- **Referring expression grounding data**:
===============
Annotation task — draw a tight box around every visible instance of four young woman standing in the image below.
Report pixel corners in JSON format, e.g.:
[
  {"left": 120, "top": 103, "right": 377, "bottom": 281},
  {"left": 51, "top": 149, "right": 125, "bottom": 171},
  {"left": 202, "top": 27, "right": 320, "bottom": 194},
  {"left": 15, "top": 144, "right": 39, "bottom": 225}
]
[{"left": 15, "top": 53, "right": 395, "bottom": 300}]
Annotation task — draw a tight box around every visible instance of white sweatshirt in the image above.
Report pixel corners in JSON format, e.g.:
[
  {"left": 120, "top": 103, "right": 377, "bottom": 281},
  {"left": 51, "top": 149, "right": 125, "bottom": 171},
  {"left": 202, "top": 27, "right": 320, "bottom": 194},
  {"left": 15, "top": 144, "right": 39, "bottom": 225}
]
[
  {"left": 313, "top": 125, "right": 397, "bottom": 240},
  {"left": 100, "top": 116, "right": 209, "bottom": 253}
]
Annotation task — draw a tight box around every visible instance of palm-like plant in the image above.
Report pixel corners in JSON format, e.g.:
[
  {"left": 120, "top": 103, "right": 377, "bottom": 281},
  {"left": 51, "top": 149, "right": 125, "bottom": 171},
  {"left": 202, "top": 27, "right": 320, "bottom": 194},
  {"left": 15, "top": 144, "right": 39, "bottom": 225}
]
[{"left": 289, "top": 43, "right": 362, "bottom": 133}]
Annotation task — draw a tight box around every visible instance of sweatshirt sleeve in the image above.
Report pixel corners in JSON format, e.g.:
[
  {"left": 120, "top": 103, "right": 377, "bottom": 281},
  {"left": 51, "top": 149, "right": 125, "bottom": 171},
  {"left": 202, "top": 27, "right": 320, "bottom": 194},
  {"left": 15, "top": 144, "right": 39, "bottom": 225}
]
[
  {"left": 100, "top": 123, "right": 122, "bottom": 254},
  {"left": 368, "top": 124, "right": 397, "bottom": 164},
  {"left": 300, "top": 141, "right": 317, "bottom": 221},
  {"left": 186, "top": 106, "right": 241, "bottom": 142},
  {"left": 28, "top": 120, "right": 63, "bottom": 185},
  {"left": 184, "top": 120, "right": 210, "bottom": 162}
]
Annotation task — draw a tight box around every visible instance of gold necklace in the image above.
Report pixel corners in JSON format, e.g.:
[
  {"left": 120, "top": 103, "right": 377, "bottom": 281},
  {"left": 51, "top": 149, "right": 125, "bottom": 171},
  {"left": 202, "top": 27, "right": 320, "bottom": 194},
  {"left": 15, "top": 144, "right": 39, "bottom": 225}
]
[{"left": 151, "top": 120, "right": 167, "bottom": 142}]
===============
- **Task to complete**:
Where a line in the records above contains "draw", include it in the count, and give only that number.

- **Result for this exercise**:
5